> [EXERCISE] Reproduce every line of the entries below, requests included, multiplying each x and y point coordinate in the answers by 1.35 and rounding it to a whole number, with halves rounded up. Omit the pictures from your answer.

> [DATA RECORDS]
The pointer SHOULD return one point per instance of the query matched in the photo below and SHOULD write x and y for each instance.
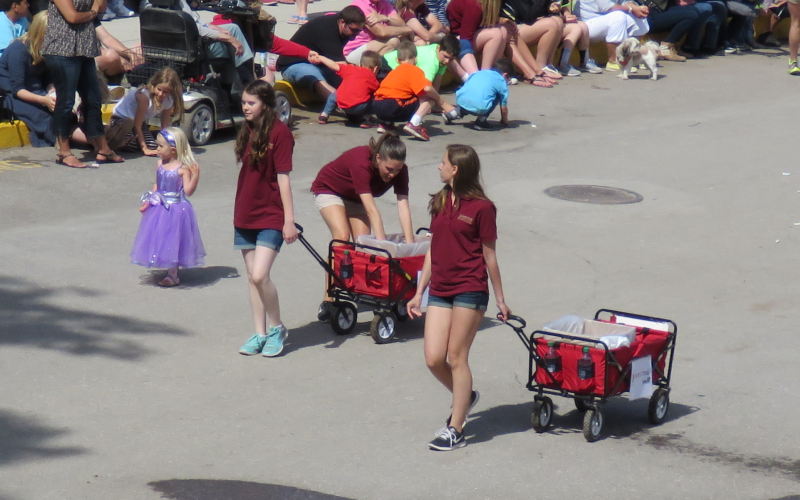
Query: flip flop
(169, 281)
(62, 160)
(111, 157)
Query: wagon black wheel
(581, 405)
(400, 311)
(542, 414)
(659, 406)
(592, 424)
(199, 124)
(343, 318)
(283, 107)
(382, 328)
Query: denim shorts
(248, 239)
(305, 74)
(465, 47)
(467, 300)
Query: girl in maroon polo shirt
(345, 191)
(458, 266)
(263, 214)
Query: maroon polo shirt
(258, 198)
(457, 264)
(353, 174)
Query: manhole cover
(599, 195)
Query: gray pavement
(114, 388)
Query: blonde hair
(169, 77)
(182, 149)
(35, 36)
(491, 12)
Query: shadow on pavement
(196, 277)
(29, 320)
(220, 489)
(24, 438)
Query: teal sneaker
(254, 345)
(275, 337)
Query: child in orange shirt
(405, 94)
(354, 94)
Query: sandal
(111, 157)
(169, 281)
(64, 159)
(539, 81)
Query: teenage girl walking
(161, 96)
(263, 215)
(462, 253)
(168, 235)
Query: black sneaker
(448, 439)
(324, 311)
(473, 400)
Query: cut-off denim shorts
(249, 239)
(469, 300)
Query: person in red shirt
(263, 213)
(405, 94)
(354, 94)
(345, 191)
(459, 264)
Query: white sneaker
(568, 70)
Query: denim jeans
(678, 20)
(70, 74)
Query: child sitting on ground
(481, 93)
(354, 94)
(405, 94)
(433, 59)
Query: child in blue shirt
(481, 93)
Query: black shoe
(448, 439)
(473, 400)
(324, 311)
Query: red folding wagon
(373, 278)
(592, 368)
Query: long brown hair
(389, 146)
(467, 180)
(260, 126)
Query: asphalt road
(114, 388)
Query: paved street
(113, 388)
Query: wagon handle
(511, 317)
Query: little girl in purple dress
(168, 235)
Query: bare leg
(794, 30)
(263, 294)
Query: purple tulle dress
(168, 234)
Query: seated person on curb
(433, 59)
(327, 36)
(405, 94)
(384, 30)
(675, 20)
(533, 22)
(13, 21)
(481, 93)
(613, 21)
(23, 76)
(354, 94)
(426, 27)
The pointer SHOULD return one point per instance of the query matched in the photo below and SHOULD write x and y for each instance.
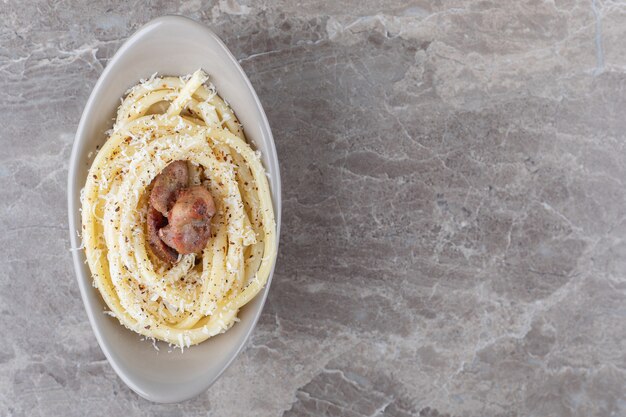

> [ANSWER TO THE EXERCISE]
The pointer SHOULD return one point per instance of the query matched in the photo below and SHOULD write x and y for each instance.
Query: flip flop
(228, 379)
(84, 216)
(150, 212)
Query: wagon black wheel
(784, 547)
(540, 420)
(732, 559)
(890, 548)
(799, 572)
(269, 167)
(463, 429)
(382, 144)
(516, 443)
Query: denim shorts
(335, 323)
(412, 100)
(628, 63)
(630, 405)
Query: girl in maroon polo shirt
(466, 258)
(618, 359)
(355, 289)
Query: maroon polo shirt
(348, 267)
(617, 356)
(477, 235)
Query: manhole cover
(809, 263)
Query: gray pavement
(154, 524)
Query: blonde hair
(228, 104)
(246, 201)
(47, 49)
(663, 16)
Query: shadow on pavement
(265, 374)
(39, 432)
(297, 660)
(32, 591)
Query: teal sneaker
(343, 466)
(371, 455)
Query: child in orange shirt
(547, 127)
(478, 127)
Query: sandal
(150, 212)
(228, 379)
(86, 215)
(728, 109)
Query: teenage girl walking
(217, 130)
(355, 290)
(624, 342)
(227, 317)
Query: black sneaker
(605, 593)
(437, 420)
(639, 540)
Query: cut-off denim shorts
(336, 323)
(633, 405)
Query: person in red shirt
(355, 288)
(547, 127)
(478, 127)
(466, 258)
(620, 356)
Query: white sneaker
(767, 95)
Query: denim jeans
(915, 27)
(95, 100)
Query: child sitting on ground
(649, 126)
(478, 127)
(547, 127)
(585, 80)
Query: child in blue shirt
(649, 126)
Query: black shoe
(605, 593)
(639, 540)
(437, 420)
Query: red folding wagon
(504, 375)
(799, 497)
Query: long brown hair
(525, 197)
(630, 243)
(351, 170)
Query: asphalt road
(154, 524)
Query: paved street
(153, 524)
Query: wagon handle
(690, 428)
Query: little girl in purple dress
(227, 317)
Query: bare leg
(1072, 41)
(355, 397)
Query: purple tulle dress
(227, 316)
Query: seated person on curb
(585, 80)
(441, 49)
(547, 127)
(518, 41)
(911, 27)
(720, 30)
(18, 28)
(649, 126)
(828, 28)
(31, 103)
(478, 127)
(575, 36)
The pointer SHOULD return one point per instance of the query matched in the photo below and SHOULD write x and y for each instance.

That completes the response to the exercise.